▽

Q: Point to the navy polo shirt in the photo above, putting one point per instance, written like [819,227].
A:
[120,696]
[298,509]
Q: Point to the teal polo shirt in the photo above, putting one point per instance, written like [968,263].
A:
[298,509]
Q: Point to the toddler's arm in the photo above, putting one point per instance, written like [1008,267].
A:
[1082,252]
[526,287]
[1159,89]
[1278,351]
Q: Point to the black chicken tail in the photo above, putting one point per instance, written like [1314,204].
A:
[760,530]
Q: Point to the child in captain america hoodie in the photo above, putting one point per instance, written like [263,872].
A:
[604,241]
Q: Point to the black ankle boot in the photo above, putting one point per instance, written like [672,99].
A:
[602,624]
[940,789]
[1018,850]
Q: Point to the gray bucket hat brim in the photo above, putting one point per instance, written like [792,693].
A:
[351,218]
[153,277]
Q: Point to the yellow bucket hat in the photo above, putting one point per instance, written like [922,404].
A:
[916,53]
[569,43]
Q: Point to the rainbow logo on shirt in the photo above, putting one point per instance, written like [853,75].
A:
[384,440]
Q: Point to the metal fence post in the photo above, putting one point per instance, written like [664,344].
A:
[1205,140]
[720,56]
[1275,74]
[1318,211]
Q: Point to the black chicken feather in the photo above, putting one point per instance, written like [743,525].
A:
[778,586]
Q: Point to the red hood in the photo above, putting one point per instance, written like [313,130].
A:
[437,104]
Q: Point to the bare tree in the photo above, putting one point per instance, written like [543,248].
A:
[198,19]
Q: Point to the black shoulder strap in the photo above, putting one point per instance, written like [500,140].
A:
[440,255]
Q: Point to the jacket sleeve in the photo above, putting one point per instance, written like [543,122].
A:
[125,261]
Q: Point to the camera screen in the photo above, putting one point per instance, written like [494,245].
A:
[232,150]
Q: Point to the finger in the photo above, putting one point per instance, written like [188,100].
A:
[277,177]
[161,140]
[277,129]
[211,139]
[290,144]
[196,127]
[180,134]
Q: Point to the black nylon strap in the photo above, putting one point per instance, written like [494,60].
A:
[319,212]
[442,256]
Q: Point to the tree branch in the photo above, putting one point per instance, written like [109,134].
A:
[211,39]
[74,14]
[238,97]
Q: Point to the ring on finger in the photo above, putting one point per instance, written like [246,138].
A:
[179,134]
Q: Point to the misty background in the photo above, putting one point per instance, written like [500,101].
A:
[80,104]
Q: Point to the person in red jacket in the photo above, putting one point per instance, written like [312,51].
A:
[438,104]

△

● **Your objective**: Reproduce the rows above without any change, from the line that contains "Q: Point to the person" through the end of the rows.

● **Reply to the task**:
Q: Point to the person in red jacket in the photo above, putting one point per instance, written like [312,51].
A:
[438,104]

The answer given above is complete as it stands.